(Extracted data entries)
===============

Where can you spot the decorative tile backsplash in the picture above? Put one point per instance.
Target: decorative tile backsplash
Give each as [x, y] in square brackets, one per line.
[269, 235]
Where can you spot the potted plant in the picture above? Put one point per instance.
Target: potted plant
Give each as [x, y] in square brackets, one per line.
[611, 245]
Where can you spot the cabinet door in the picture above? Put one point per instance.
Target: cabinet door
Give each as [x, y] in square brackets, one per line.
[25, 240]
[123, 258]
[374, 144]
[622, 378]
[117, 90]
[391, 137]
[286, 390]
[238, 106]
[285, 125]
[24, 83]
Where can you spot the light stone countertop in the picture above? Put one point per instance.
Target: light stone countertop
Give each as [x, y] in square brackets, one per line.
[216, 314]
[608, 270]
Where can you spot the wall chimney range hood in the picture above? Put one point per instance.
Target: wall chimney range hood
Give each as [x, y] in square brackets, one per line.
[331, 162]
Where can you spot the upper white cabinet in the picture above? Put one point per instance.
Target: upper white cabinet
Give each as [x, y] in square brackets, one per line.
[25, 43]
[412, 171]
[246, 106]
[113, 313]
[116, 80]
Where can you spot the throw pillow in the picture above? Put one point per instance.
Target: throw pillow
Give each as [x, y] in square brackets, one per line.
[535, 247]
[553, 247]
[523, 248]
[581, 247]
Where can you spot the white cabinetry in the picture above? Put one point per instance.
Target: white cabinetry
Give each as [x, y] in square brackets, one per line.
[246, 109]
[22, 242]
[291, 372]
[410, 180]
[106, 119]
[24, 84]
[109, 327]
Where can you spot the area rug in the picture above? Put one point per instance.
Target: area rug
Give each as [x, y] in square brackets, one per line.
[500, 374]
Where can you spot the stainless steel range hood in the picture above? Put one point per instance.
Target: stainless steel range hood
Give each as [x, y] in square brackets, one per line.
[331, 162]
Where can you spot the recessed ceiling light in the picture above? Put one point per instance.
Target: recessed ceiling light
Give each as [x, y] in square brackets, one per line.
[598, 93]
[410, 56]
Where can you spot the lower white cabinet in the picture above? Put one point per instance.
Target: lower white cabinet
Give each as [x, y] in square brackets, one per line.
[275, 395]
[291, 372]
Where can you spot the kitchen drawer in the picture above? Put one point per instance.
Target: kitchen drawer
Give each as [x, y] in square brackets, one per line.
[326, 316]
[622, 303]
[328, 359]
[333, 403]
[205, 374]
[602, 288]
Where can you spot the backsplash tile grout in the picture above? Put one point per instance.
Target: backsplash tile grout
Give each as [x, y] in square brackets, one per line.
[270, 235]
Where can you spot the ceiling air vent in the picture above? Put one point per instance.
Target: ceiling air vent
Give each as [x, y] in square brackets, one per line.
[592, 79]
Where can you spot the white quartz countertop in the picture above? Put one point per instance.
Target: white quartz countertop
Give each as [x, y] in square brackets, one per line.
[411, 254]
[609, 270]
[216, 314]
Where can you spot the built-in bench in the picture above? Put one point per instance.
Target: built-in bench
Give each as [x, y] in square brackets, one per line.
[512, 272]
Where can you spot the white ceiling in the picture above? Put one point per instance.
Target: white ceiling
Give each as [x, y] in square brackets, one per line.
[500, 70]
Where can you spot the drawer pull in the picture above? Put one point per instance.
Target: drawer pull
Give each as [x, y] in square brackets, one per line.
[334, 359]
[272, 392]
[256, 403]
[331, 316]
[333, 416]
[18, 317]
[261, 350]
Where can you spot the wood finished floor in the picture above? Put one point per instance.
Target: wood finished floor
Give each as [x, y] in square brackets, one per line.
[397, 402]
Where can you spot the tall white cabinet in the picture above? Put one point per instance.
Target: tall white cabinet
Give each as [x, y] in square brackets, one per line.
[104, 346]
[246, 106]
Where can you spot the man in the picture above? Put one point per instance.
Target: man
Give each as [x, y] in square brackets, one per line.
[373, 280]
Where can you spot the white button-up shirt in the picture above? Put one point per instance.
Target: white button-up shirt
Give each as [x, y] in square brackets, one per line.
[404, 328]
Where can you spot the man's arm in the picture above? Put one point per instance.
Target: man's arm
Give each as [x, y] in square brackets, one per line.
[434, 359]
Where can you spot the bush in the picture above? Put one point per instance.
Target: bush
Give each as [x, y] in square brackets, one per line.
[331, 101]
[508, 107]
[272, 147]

===============

Given task
Extract every record and return it verbatim.

Solution for this exercise
Where can you spot the decorative tile backsplash in the picture above? Put one point per instance.
Target: decorative tile backsplash
Give each as [x, y] in square brackets, one per line.
[269, 235]
Where can you spot the potted plant in the picture above? Put one point per instance.
Target: potted plant
Give each as [x, y] in square brackets, one per line.
[611, 245]
Where can you spot the cabinet door in the picture above? Put one point per instance.
Target: cabinet door
Give each as [x, y] in square brackets, one per line.
[25, 240]
[123, 258]
[374, 144]
[622, 378]
[117, 90]
[391, 137]
[286, 390]
[238, 106]
[285, 125]
[24, 83]
Where can you spot the light stone countertop in the picture above? Put one point per instance.
Target: light stone countertop
Give each as [x, y] in square brackets, one per line.
[216, 314]
[608, 270]
Where can you spot the wall chimney range hood in the picture above? Put one point per instance.
Target: wall chimney range hood
Give each as [x, y] in square brackets, one per line.
[331, 162]
Where can you spot the upper white cabinet in the picture above? Put one point per instance.
Target: upper white cabinet
Give each as [x, y] in square brackets, one per line.
[25, 43]
[412, 171]
[246, 106]
[113, 313]
[116, 80]
Where can you spot the throw pillow in the picture above? Put one point per instance.
Target: throw pillow
Give each as [x, y] in square brackets, one per line.
[535, 247]
[553, 247]
[523, 248]
[581, 247]
Where can you spot the white cabinetry in the picture above? Put one point per instance.
Target: white cabinetry
Give each as [x, y] in square brackets, one per line.
[246, 109]
[22, 242]
[291, 372]
[410, 180]
[106, 119]
[24, 84]
[109, 327]
Where can you spot the area rug in the picture above? Put one point per instance.
Target: area rug
Give each as [x, y] in square brackets, one per line.
[500, 374]
Where can you spot the stainless steel range hood in the picture above? Put one point per instance.
Target: stainless steel range hood
Give each as [x, y] in square brackets, one per line.
[331, 162]
Where can you spot the recessed ceiling light in the picture above? Put one point per instance.
Target: recessed ceiling light
Give each as [x, y] in square brackets, one per line.
[598, 93]
[410, 56]
Where can you spot the lower white cabinet in the picture above? Put one point per instance.
Target: lower white cabinet
Give each as [x, y] in square brackets, one per line.
[275, 395]
[291, 372]
Where can you spot the kitchen drawer in the picture above? Put one point per instance.
Target: kitchen drawer
Give each as [x, y] in square brackets, one per line.
[326, 316]
[622, 303]
[328, 359]
[333, 403]
[205, 374]
[602, 288]
Where can you spot the backsplash tile grout in the picture above? Put one point per instance.
Target: backsplash tile grout
Give each as [x, y] in square brackets, one per line.
[270, 235]
Where can you spot the ceiling air vent in the picture above? Put one point per instance.
Target: ceiling air vent
Give each as [x, y] in square brackets, one per line.
[592, 79]
Where can you spot the white quartz countertop in the picture above? Put one point per instance.
Target: white quartz countertop
Give each as [x, y] in square brackets, one per line.
[411, 254]
[609, 270]
[216, 314]
Where can you spot the built-in bench in the picture above? Put one point per instance.
Target: built-in bench
Give each as [x, y] in square brackets, one per line.
[512, 272]
Where can you spot the white ceiling in the picture above? Put one point per instance.
Target: white ceiling
Give each as [x, y] in square brackets, one per line.
[500, 70]
Where can you spot the drawer pull in the picture above? Put one point per instance.
Target: drawer pull
Give each as [x, y] in square brackets, one per line.
[334, 359]
[272, 392]
[256, 403]
[331, 316]
[333, 416]
[18, 317]
[261, 350]
Where can you spot the wood finished floor in the picture above? Put one point per instance.
Target: wood finished floor
Give each as [x, y] in square brackets, one per line.
[397, 402]
Where can you spot the tall white cabinet in the picture above? Put one point per instance.
Target: tall white cabinet
Give each as [x, y] in square brackets, one per line.
[104, 346]
[246, 106]
Where can you spot the man in the picture above? Put one point per instance.
Target: man
Give each as [x, y] in square brackets, one per line.
[373, 280]
Where can you spot the white button-up shirt in the picture above? Put one point per instance.
Target: white button-up shirt
Give each as [x, y] in square brackets, one per line.
[404, 328]
Where can you spot the man's arm in the picture above? Put one point per instance.
Target: man's arm
Give each as [x, y] in square brackets, one per line.
[434, 359]
Where can you spot the bush in the picture above? Put one point per instance.
Target: bush
Give each as [x, y] in square brackets, one per line.
[331, 101]
[508, 107]
[272, 147]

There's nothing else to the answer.